# EXERCISES
1. Reproduce the ChIP-seq passage word for word from "1. The peaks" to "experiment authors etc.".
2. Decide whether each statement below agrees with the ChIP-seq passage. Answer yes or no for each and quote the deciding words from the passage. (a) For DNA, a position-weight matrix has size 4 x N, with N being the motif length. (b) The .bed file records the organism used in the assay. (c) The target of the experiment represents the TF of interest.
----- EXERCISE PASSAGE -----
On one part, we have repositories of ChIP-seq assays. You can expect to find:

  1. The peaks (encoded by a list of tab-separated values as .bed file). The .bed file contains a chromosome, start location and end location for the peak.
  2. The target of the experiment, representing the TF of interest.
  3. Additional metadata, such as the tissue/cell line used in the assay, the organism, the experiment authors etc.

Bed file example

#CHROMOSOME START STOP NAME STRAND
chr1 164404 173864 ENST00000466557.1 0 -
chr1 235855 267253 ENST00000424587.1 0 -
chr1 317810 328455 ENST00000426316.1 0 +

See more at: https://genome.ucsc.edu/FAQ/FAQformat.html#format1

There are also motif databases that we can use to scan the sequences contained by the bed file entries. These motifs are represented by a position-weight matrix (PWM), which is a matrix of nucleotides and weighted probabilities that a given nucleotide occurs at a given position. Since DNA has an alphabet of 4 (A,C,G,T), a PWM is a matrix of size 4 x N, where N is the motif length.
----- INFORMATION GIVEN -----
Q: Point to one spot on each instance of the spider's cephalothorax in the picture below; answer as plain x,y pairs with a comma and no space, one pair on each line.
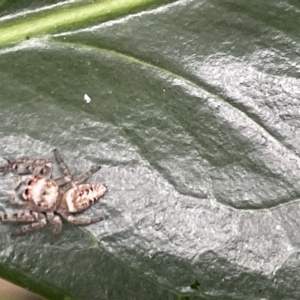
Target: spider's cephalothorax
45,198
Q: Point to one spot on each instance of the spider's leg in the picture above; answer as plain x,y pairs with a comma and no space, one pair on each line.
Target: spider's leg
33,226
62,164
79,220
4,169
86,175
56,221
29,216
62,180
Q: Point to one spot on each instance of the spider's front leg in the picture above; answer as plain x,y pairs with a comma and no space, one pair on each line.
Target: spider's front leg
79,220
25,166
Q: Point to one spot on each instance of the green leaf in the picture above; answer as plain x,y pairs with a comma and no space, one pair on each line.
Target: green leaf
194,117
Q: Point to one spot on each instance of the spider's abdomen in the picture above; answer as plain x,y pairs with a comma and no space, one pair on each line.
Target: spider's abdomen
38,191
82,196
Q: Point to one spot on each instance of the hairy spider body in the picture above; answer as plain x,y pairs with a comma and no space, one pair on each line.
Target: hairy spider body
46,198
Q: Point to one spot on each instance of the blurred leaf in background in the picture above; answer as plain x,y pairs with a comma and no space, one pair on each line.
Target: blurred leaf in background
194,117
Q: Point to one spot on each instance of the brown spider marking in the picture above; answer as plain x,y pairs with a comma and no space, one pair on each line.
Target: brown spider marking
45,198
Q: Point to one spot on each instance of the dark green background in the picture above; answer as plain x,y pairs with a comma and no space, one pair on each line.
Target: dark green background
194,117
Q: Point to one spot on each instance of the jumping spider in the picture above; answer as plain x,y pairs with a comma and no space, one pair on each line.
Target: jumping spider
43,197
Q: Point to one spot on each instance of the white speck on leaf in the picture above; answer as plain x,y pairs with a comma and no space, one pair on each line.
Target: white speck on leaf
87,98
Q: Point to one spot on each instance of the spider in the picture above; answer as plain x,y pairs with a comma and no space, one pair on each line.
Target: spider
43,197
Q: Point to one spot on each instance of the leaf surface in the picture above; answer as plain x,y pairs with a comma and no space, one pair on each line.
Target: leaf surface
194,117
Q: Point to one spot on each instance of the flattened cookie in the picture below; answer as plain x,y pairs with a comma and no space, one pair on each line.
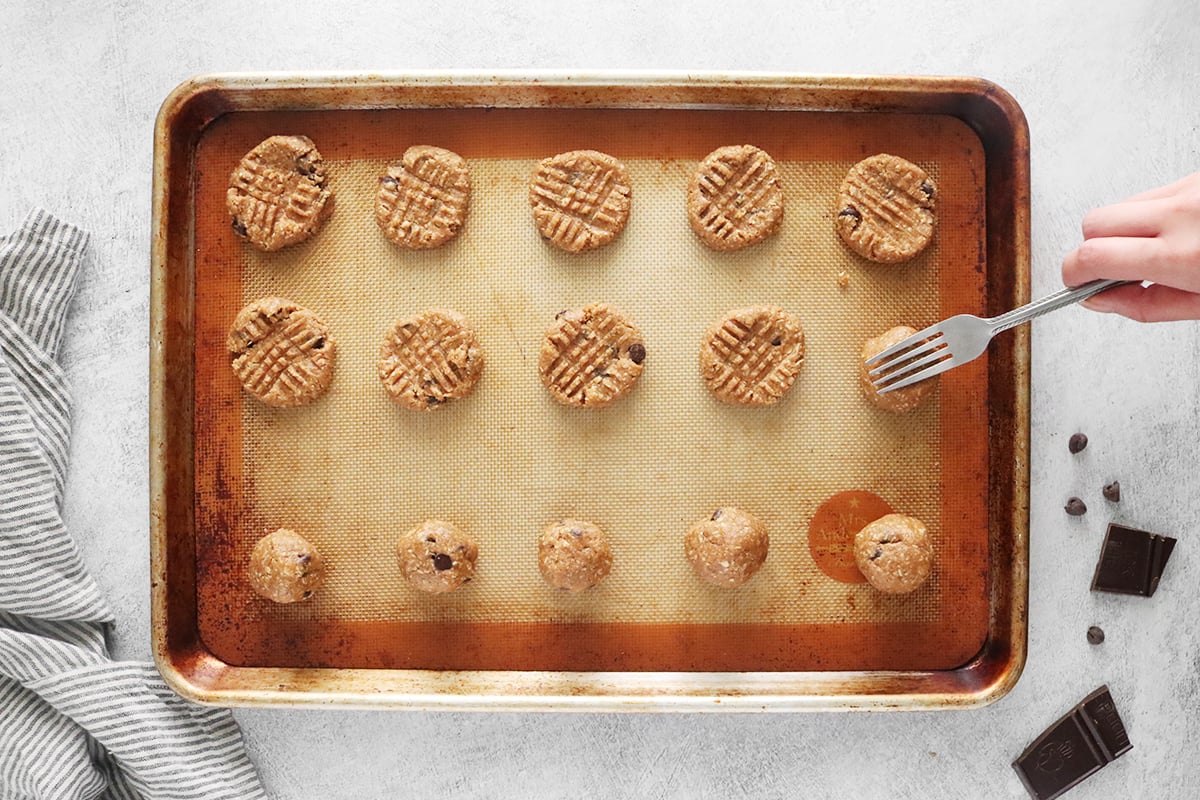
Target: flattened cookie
574,554
423,200
580,199
727,548
751,358
900,400
894,553
437,557
285,567
886,209
282,353
277,193
591,356
735,199
430,359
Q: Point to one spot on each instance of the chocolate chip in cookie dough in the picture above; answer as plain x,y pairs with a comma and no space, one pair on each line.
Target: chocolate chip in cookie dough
852,212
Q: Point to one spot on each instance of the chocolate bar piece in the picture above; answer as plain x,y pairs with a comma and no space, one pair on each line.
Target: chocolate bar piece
1074,747
1132,561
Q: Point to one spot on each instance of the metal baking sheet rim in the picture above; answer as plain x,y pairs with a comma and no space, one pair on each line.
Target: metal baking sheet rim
199,677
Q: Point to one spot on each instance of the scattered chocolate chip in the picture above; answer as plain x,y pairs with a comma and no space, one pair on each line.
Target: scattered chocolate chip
852,212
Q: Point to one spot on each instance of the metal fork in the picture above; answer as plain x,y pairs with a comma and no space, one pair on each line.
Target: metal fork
961,338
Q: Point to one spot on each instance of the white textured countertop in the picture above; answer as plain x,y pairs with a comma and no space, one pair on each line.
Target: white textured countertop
1109,89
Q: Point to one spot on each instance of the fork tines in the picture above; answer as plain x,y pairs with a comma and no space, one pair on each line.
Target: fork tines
922,355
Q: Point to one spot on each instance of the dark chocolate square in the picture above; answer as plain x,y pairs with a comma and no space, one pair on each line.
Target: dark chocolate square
1132,561
1074,747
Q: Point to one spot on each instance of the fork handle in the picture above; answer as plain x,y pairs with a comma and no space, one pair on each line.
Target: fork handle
1050,302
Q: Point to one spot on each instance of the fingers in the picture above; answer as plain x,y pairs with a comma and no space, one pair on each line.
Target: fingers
1152,304
1117,257
1141,218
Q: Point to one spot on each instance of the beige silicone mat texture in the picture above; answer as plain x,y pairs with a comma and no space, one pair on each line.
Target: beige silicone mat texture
354,470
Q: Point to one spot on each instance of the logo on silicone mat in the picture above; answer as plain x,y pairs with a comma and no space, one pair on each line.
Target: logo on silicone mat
833,528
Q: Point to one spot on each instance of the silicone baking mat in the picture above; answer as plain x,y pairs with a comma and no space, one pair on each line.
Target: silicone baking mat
354,470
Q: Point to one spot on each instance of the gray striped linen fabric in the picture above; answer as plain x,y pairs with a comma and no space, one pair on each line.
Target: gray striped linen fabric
73,723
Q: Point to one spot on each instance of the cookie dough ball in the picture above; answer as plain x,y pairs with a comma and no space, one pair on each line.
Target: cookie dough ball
430,359
591,356
886,209
437,557
580,199
423,200
753,356
574,554
900,400
735,199
286,567
281,353
894,554
727,548
277,193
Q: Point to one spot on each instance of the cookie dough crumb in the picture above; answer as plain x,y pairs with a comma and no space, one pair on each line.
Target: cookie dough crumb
574,554
285,567
894,553
727,547
437,557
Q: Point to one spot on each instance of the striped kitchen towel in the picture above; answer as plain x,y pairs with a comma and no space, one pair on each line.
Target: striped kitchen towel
73,723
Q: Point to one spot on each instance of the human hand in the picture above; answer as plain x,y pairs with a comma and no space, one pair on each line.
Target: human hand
1151,236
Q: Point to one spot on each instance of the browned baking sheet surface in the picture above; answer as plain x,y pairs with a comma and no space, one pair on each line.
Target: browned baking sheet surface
354,470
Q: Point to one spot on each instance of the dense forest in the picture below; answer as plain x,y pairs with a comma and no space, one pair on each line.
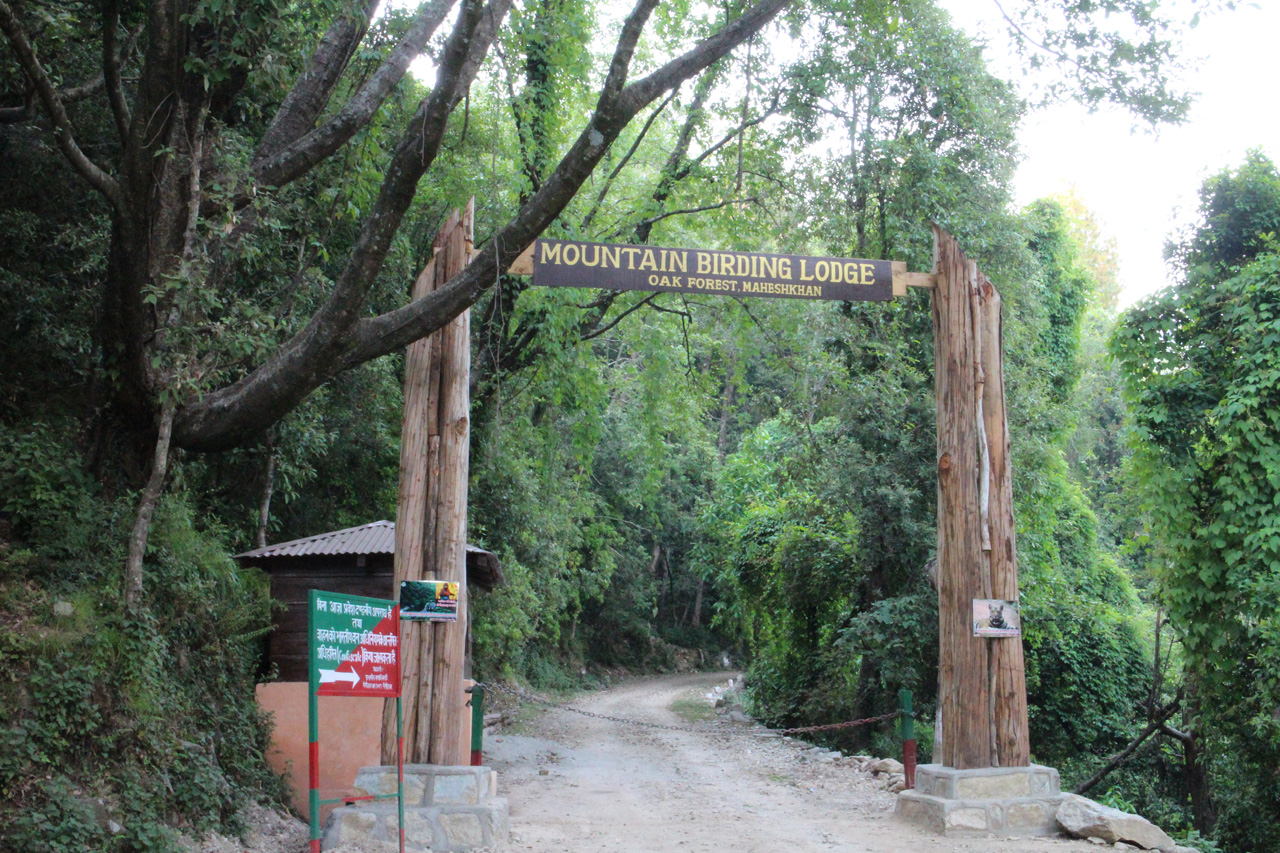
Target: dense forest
210,217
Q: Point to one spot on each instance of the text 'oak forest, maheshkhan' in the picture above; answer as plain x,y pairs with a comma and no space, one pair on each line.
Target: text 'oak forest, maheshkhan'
558,263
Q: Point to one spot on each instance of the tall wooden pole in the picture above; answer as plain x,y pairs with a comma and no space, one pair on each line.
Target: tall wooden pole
1009,682
448,708
430,516
410,514
981,682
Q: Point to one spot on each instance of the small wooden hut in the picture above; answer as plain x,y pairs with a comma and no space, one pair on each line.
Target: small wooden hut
356,561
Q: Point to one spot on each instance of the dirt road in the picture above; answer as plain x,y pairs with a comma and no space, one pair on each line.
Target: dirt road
586,785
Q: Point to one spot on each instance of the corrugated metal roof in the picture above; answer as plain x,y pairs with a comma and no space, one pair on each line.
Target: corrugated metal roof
375,537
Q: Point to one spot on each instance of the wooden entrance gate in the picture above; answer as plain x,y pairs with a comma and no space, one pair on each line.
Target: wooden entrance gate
982,682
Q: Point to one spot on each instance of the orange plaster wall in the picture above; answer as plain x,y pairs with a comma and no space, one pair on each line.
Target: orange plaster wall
350,738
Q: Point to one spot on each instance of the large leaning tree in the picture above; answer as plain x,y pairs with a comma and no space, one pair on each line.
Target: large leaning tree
173,73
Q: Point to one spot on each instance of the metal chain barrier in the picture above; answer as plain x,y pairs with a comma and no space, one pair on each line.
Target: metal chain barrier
529,697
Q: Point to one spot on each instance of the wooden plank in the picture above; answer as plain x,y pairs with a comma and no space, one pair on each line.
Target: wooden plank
963,666
410,511
1009,699
447,744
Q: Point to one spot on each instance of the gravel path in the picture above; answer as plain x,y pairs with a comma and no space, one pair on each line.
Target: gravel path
585,785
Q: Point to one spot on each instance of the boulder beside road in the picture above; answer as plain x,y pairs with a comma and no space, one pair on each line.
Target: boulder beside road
1083,817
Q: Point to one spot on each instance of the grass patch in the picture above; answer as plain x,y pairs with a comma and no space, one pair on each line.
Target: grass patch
693,708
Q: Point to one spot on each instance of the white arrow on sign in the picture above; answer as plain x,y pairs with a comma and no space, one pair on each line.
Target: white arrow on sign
334,675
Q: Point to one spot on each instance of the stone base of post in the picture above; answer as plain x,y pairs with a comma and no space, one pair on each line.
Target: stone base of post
1009,802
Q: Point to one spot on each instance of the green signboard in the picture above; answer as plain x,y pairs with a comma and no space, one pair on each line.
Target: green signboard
353,646
563,263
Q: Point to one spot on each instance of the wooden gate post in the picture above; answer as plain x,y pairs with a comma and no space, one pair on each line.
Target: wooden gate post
432,515
982,685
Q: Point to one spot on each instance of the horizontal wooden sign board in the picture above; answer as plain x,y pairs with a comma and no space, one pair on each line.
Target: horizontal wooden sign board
613,267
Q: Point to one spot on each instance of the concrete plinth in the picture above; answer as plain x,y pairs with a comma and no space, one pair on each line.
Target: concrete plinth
991,801
446,808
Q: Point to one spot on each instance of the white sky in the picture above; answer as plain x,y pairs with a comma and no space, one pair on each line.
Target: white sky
1142,186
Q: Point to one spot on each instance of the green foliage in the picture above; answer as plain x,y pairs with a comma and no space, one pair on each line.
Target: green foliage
1202,379
147,720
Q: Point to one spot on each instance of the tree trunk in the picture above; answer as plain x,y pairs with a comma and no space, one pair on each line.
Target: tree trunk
451,527
147,502
1008,669
410,519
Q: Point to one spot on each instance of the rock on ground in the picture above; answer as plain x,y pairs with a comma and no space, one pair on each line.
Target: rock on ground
269,830
1083,817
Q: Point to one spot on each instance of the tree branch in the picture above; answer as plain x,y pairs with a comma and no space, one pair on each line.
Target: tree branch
112,69
311,91
312,355
622,163
396,329
298,156
1123,756
691,210
330,343
618,318
95,176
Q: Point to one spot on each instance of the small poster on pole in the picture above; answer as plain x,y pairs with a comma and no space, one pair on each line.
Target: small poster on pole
996,617
432,601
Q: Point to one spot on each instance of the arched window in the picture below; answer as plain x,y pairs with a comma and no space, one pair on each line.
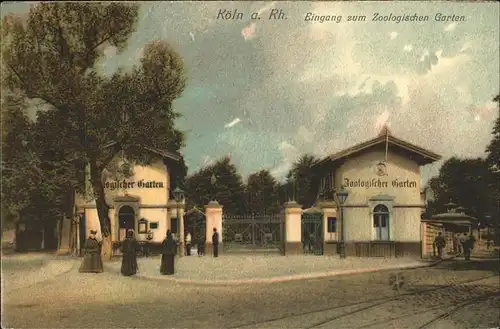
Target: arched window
126,217
381,222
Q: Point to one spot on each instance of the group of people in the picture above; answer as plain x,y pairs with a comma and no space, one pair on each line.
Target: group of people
463,244
92,261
-----
# ANSWERS FOR THE TASKS
1.
1. The peaks (encoded by a list of tab-separated values as .bed file). The .bed file contains a chromosome, start location and end location for the peak.
  2. The target of the experiment, representing the TF of interest.
  3. Additional metadata, such as the tissue/cell line used in the assay, the organism, the experiment authors etc.

2.
(a) Yes: "a PWM is a matrix of size 4 x N, where N is the motif length."
(b) No: "The .bed file contains a chromosome, start location and end location for the peak."
(c) Yes: "The target of the experiment, representing the TF of interest."